-- Problem to work on --
Only the lines from the line holding "Target: clear blue sky" through the final line of the entries below are to be returned, exactly as they stand.

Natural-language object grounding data
━━━━━━━━━━━━━━━━━━━━

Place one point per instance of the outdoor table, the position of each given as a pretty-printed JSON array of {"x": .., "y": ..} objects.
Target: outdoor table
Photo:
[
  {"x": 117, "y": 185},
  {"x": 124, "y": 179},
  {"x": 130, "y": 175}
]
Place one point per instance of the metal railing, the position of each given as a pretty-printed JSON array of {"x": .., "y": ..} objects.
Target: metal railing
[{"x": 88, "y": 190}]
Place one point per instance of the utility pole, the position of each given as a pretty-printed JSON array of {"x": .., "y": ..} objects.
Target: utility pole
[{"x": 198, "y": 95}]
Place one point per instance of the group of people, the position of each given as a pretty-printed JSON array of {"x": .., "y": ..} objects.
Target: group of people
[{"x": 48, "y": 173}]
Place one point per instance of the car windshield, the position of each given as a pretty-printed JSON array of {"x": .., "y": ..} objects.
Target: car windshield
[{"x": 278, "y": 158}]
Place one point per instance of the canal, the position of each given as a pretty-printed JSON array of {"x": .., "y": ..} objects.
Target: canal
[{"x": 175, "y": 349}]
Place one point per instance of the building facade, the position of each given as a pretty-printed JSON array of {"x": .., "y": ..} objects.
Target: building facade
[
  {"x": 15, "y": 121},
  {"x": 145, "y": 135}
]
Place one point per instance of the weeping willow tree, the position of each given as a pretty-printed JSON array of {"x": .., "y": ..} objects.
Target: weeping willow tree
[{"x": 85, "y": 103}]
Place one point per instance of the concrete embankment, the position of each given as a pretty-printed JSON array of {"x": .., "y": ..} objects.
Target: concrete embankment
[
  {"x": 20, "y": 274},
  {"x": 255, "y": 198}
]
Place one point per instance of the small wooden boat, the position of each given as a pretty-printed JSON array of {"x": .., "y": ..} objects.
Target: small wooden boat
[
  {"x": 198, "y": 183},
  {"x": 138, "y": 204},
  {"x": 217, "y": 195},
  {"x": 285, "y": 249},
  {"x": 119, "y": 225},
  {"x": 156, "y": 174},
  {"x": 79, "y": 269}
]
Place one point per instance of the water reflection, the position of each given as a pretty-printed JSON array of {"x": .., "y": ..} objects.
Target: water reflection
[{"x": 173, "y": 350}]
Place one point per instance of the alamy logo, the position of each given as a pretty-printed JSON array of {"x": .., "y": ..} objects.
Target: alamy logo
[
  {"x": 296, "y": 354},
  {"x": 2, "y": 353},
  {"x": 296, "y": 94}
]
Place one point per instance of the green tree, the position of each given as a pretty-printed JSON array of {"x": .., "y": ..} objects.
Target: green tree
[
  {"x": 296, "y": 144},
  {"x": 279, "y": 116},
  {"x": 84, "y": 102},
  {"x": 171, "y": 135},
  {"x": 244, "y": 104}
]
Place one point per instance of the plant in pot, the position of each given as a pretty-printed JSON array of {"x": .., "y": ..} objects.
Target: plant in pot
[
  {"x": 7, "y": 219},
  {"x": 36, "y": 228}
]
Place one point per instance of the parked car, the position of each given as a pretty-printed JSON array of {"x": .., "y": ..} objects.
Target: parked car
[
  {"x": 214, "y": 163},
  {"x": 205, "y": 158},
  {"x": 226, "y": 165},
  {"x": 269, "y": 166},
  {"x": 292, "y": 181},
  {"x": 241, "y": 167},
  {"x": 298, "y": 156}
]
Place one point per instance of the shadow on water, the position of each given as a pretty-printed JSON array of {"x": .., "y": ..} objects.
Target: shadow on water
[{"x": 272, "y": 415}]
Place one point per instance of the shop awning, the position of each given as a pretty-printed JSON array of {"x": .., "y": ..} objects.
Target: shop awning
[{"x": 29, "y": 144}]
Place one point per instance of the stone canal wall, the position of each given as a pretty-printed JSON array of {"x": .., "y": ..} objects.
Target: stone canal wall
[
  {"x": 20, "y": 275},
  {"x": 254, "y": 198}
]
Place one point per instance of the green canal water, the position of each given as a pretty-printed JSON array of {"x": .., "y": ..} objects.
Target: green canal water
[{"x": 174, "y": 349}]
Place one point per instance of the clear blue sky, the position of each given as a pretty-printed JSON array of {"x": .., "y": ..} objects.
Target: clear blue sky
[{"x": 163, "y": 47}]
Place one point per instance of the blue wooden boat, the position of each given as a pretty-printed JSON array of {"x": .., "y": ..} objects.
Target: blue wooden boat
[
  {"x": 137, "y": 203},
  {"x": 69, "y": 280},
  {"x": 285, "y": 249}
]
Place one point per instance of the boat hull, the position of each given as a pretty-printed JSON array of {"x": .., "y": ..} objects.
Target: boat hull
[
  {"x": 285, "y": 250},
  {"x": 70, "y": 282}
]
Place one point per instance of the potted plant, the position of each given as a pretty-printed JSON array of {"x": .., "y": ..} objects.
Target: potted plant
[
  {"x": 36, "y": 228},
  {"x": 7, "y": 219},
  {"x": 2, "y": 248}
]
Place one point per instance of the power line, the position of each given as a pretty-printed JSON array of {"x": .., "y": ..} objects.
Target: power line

━━━━━━━━━━━━━━━━━━━━

-- Task output --
Target: clear blue sky
[{"x": 163, "y": 47}]
Place one point per instance of the blue wooden boat, the position of each given as a pretty-printed JSON array of {"x": .., "y": ..} objects.
Target: blue wooden boat
[
  {"x": 137, "y": 203},
  {"x": 69, "y": 280},
  {"x": 285, "y": 249}
]
Place one point per instance of the boat hull, the position of each given as a pretty-printed JSON array of {"x": .., "y": ..} objects.
Target: boat hull
[
  {"x": 285, "y": 250},
  {"x": 70, "y": 282}
]
Place one point per instance of the potted plant, the position of each given as a pretty-printed JSON array of {"x": .., "y": ..} objects.
Target: potted plant
[
  {"x": 36, "y": 228},
  {"x": 7, "y": 219},
  {"x": 2, "y": 248}
]
Place one point per instance of the power line, the position of each given as a pretty-printed JSON array of {"x": .., "y": ..} objects.
Target: power line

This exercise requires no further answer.